▶ Your objective:
Repeat the data exactly as given below, dropping every picture.
[[ Material for this exercise, beginning ]]
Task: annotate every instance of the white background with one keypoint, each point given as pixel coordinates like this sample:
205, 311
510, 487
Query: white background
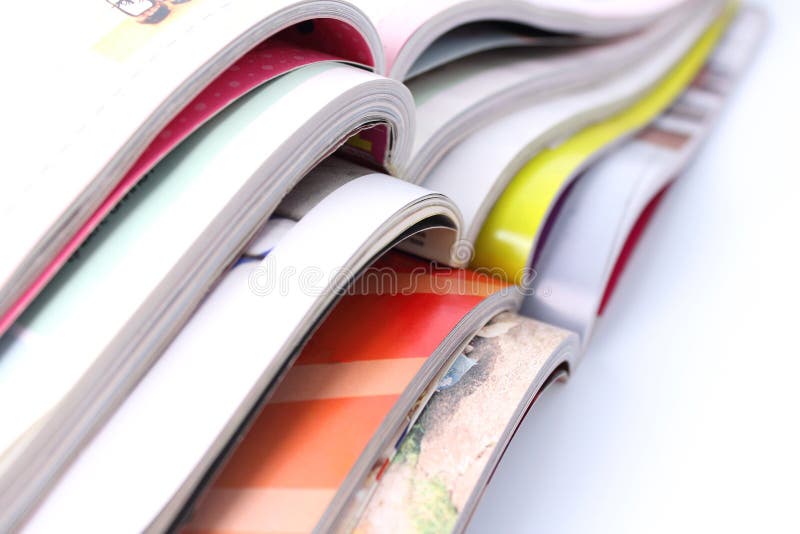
685, 413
[[ Material for this exercise, end ]]
▶ Exercise output:
Task: annotate every instance of the white background with one keypoint, each point given as pixel coordinates like this sample:
205, 311
510, 487
Query: white background
685, 413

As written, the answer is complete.